Pointing records:
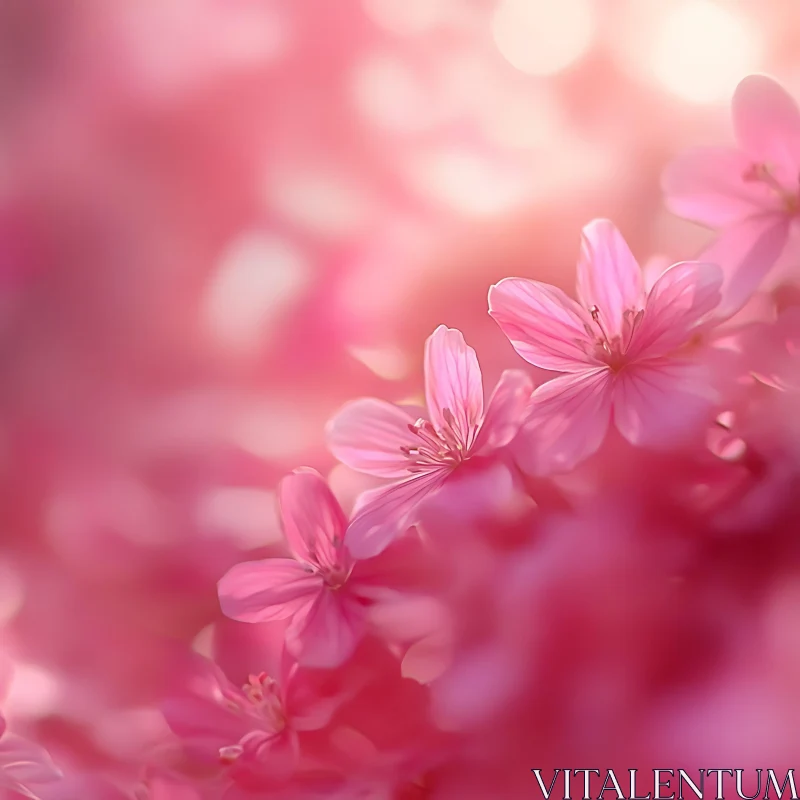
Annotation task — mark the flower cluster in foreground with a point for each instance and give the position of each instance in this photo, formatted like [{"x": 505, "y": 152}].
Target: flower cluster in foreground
[{"x": 437, "y": 617}]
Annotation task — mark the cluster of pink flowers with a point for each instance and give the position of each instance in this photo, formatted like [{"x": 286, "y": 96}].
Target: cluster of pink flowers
[{"x": 528, "y": 576}]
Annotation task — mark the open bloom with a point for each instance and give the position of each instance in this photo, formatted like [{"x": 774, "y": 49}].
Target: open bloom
[
  {"x": 251, "y": 733},
  {"x": 314, "y": 588},
  {"x": 421, "y": 452},
  {"x": 749, "y": 193},
  {"x": 628, "y": 354},
  {"x": 323, "y": 590}
]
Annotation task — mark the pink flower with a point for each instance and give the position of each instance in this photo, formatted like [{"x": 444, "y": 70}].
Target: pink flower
[
  {"x": 323, "y": 590},
  {"x": 25, "y": 767},
  {"x": 419, "y": 453},
  {"x": 750, "y": 193},
  {"x": 252, "y": 732},
  {"x": 314, "y": 588},
  {"x": 627, "y": 353}
]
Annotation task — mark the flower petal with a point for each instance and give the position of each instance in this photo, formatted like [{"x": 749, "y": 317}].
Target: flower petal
[
  {"x": 505, "y": 411},
  {"x": 368, "y": 434},
  {"x": 547, "y": 328},
  {"x": 453, "y": 383},
  {"x": 766, "y": 120},
  {"x": 313, "y": 520},
  {"x": 382, "y": 514},
  {"x": 609, "y": 277},
  {"x": 271, "y": 589},
  {"x": 567, "y": 422},
  {"x": 746, "y": 253},
  {"x": 24, "y": 764},
  {"x": 662, "y": 401},
  {"x": 707, "y": 185},
  {"x": 679, "y": 301},
  {"x": 326, "y": 634}
]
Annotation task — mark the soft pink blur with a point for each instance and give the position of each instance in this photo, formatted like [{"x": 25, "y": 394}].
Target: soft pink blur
[{"x": 220, "y": 220}]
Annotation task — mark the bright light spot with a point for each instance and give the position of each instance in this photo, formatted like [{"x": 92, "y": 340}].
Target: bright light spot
[
  {"x": 322, "y": 202},
  {"x": 250, "y": 35},
  {"x": 407, "y": 17},
  {"x": 468, "y": 182},
  {"x": 390, "y": 363},
  {"x": 543, "y": 37},
  {"x": 258, "y": 278},
  {"x": 702, "y": 50},
  {"x": 278, "y": 428},
  {"x": 33, "y": 692},
  {"x": 390, "y": 94},
  {"x": 248, "y": 516}
]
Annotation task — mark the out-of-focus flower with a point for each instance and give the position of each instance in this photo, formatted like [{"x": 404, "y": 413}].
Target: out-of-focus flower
[
  {"x": 25, "y": 767},
  {"x": 750, "y": 194},
  {"x": 252, "y": 732},
  {"x": 628, "y": 354},
  {"x": 392, "y": 441},
  {"x": 323, "y": 591}
]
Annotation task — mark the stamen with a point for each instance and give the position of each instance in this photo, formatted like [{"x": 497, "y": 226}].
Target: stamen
[{"x": 595, "y": 312}]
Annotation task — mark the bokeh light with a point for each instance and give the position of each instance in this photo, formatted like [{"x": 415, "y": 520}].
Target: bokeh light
[
  {"x": 541, "y": 37},
  {"x": 704, "y": 48}
]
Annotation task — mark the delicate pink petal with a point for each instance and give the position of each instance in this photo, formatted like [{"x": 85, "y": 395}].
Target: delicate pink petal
[
  {"x": 662, "y": 401},
  {"x": 504, "y": 413},
  {"x": 707, "y": 185},
  {"x": 453, "y": 383},
  {"x": 766, "y": 120},
  {"x": 382, "y": 514},
  {"x": 679, "y": 301},
  {"x": 326, "y": 634},
  {"x": 567, "y": 422},
  {"x": 25, "y": 765},
  {"x": 609, "y": 277},
  {"x": 313, "y": 521},
  {"x": 368, "y": 434},
  {"x": 746, "y": 253},
  {"x": 653, "y": 269},
  {"x": 547, "y": 328},
  {"x": 259, "y": 591}
]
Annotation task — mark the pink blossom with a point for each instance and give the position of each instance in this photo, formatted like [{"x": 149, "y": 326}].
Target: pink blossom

### [Short problem]
Rename "Annotation task" to "Labeling task" throughout the data above, changing nothing else, and leave the picture lines out of your answer.

### [Finished task]
Labeling task — mark the flower cluster in foreground with a point for each instance and give the position of each instance in this photo, formatted like [{"x": 505, "y": 152}].
Target: flower cluster in foreground
[{"x": 437, "y": 617}]
Labeling task — mark the cluster of pink flowers with a point for each instance and give the position of each instance in this photo, formatted like [{"x": 286, "y": 96}].
Target: cluster of pink flowers
[{"x": 528, "y": 576}]
Labeling task — mark the open bloom with a point for each instance and give the position of each instance in this photo, formatted like [{"x": 774, "y": 49}].
Target: open bloom
[
  {"x": 251, "y": 733},
  {"x": 314, "y": 588},
  {"x": 421, "y": 452},
  {"x": 749, "y": 193},
  {"x": 628, "y": 354},
  {"x": 323, "y": 590}
]
Labeling task — mark the pink flower with a point for each instance and give the position of each instance in this photo, formatted like [{"x": 444, "y": 70}].
Target: pink flower
[
  {"x": 323, "y": 590},
  {"x": 25, "y": 767},
  {"x": 419, "y": 453},
  {"x": 750, "y": 193},
  {"x": 252, "y": 732},
  {"x": 314, "y": 588},
  {"x": 627, "y": 353}
]
Labeling task — mark the flower petal with a point for each instance and give the position of each instance in this photo, formatted like [{"x": 749, "y": 317}].
Target: flower petal
[
  {"x": 505, "y": 411},
  {"x": 368, "y": 434},
  {"x": 547, "y": 328},
  {"x": 453, "y": 383},
  {"x": 766, "y": 120},
  {"x": 313, "y": 520},
  {"x": 382, "y": 514},
  {"x": 609, "y": 277},
  {"x": 271, "y": 589},
  {"x": 567, "y": 422},
  {"x": 746, "y": 253},
  {"x": 24, "y": 764},
  {"x": 662, "y": 401},
  {"x": 707, "y": 185},
  {"x": 679, "y": 301},
  {"x": 326, "y": 634}
]
Labeling task — mark the soft pink blur with a point for each instance and give the position of each instance in this photo, formatted like [{"x": 25, "y": 394}].
Target: soft pink blur
[{"x": 220, "y": 220}]
Labeling task — mark the bright light spot with a point for each instance and give the position of each instance in this photo, formatted like [{"x": 92, "y": 340}].
Target: bright light spot
[
  {"x": 322, "y": 202},
  {"x": 250, "y": 35},
  {"x": 407, "y": 17},
  {"x": 468, "y": 182},
  {"x": 390, "y": 363},
  {"x": 543, "y": 37},
  {"x": 258, "y": 278},
  {"x": 702, "y": 50},
  {"x": 278, "y": 428},
  {"x": 33, "y": 692},
  {"x": 390, "y": 94},
  {"x": 248, "y": 516}
]
Labeling task — mark the out-of-focus flower with a point for each instance and give the position of each instance in this photo, formatted like [{"x": 404, "y": 413}].
Target: out-of-focus flower
[
  {"x": 25, "y": 767},
  {"x": 750, "y": 194},
  {"x": 252, "y": 732},
  {"x": 628, "y": 354},
  {"x": 392, "y": 441},
  {"x": 323, "y": 591}
]
Labeling task — mark the stamen with a point for each instance and give the position of each instance in this photo, formatted like [{"x": 497, "y": 226}].
Target: stamen
[{"x": 595, "y": 312}]
Labeling task — mark the bokeh light with a point for each instance and give the position of each instance in this photo, formatted like [{"x": 415, "y": 520}].
Target: bokeh light
[
  {"x": 541, "y": 37},
  {"x": 704, "y": 48}
]
Labeling task — mark the delicate pink petal with a point for each instance and give the position of each instance in this photo, formatted like [{"x": 85, "y": 395}].
Target: delicate pink petal
[
  {"x": 662, "y": 401},
  {"x": 504, "y": 413},
  {"x": 707, "y": 185},
  {"x": 453, "y": 383},
  {"x": 766, "y": 120},
  {"x": 382, "y": 514},
  {"x": 679, "y": 301},
  {"x": 326, "y": 634},
  {"x": 567, "y": 422},
  {"x": 25, "y": 765},
  {"x": 609, "y": 277},
  {"x": 313, "y": 521},
  {"x": 368, "y": 434},
  {"x": 746, "y": 253},
  {"x": 653, "y": 269},
  {"x": 547, "y": 328},
  {"x": 259, "y": 591}
]
Labeling task — mark the pink blossom with a point for each instance and give the position of each instance in this photo, formatted like [{"x": 149, "y": 326}].
Target: pink blossom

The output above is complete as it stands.